▶ [Exercise] Please turn each item below into a numbered list of its lines, leaving out any blank lines.

▶ [Material supplied]

________________________________________

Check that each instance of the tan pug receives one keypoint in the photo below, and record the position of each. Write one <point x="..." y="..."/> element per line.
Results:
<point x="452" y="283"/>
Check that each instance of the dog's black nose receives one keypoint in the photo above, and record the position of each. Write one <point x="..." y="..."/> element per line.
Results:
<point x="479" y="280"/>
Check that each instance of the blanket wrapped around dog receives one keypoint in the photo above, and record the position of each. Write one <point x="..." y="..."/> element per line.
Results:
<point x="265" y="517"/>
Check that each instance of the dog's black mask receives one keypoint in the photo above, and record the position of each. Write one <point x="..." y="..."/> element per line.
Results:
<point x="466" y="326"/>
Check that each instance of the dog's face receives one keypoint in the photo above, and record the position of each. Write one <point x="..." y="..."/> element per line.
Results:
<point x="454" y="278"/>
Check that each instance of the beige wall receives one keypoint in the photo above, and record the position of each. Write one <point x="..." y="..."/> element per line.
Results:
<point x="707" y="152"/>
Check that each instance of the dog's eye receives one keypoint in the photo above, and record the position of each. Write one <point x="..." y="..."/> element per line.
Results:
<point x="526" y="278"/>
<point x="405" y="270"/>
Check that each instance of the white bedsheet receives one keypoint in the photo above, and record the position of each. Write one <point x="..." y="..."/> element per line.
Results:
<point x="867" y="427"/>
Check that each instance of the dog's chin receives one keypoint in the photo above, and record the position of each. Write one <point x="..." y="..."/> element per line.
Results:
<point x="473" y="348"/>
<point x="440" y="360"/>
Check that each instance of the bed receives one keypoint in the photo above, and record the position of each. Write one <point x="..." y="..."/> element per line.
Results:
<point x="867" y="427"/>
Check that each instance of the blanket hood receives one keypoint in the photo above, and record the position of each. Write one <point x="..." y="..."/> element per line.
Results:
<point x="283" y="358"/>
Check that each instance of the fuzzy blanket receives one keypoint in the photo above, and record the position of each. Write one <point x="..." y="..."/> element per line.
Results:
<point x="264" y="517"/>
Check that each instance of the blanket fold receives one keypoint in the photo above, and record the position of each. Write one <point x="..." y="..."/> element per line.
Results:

________________________________________

▶ [The response]
1. Check that each instance of the tan pug receives one keypoint in the photo below, and record the position of each. Write one <point x="..." y="..."/> element per line.
2. Results:
3. <point x="452" y="283"/>
4. Check that each instance of the dog's black nose receives one keypoint in the photo above, and record the position of each. Write one <point x="..." y="..."/> element per line.
5. Results:
6. <point x="479" y="280"/>
7. Check that each instance of the blanket wrapped around dog receives one keypoint in the photo above, and record the position of each. Write one <point x="..." y="..."/> element per line.
8. Results:
9. <point x="265" y="517"/>
10. Check that each instance of the dog's black mask receives one keypoint in the photo above, and record the position of each. Write one <point x="..." y="..."/> element per line.
11. Results:
12. <point x="466" y="326"/>
13. Check that each instance of the dog's face receives one keypoint in the photo above, and record the position of each. Write one <point x="..." y="..."/> element per line.
14. Results:
15. <point x="454" y="278"/>
16. Check that each instance of the beige wall receives one keypoint in the photo above, and record the position of each. Write one <point x="..." y="..."/> element per line.
17. Results:
18. <point x="707" y="152"/>
19. Check that each instance of the dog's eye receives one keypoint in the photo above, and record the position of each. Write one <point x="..." y="..."/> element per line.
20. Results:
21. <point x="526" y="278"/>
22. <point x="405" y="270"/>
23. Check that each instance of the white bedsheet receives one keypoint in the photo above, and record the position of each. Write one <point x="..." y="..."/> element per line.
24. Results:
25. <point x="867" y="427"/>
26. Check that each instance of the dog's chin receives one keypoint in the photo above, and record the position of each. Write one <point x="..." y="..."/> element per line.
27. Results:
28. <point x="473" y="348"/>
29. <point x="440" y="360"/>
30. Check that each instance of the bed receives one keypoint in the photo above, and record the position of each. Write one <point x="..." y="..."/> element per line.
31. Results:
32. <point x="867" y="427"/>
33. Check that each instance of the blanket hood receives one keypoint in the photo above, and record the position of each. Write one <point x="..." y="..."/> element per line.
34. Results:
35. <point x="283" y="358"/>
36. Check that each instance of the fuzzy blanket receives one keypoint in the photo above, and record the position of each. Write one <point x="..." y="..."/> element per line.
37. Results:
38. <point x="264" y="517"/>
39. Check that each instance of the blanket fold receives one keypoint in the photo above, and record the position of each. Write one <point x="..." y="..."/> element per line.
40. Results:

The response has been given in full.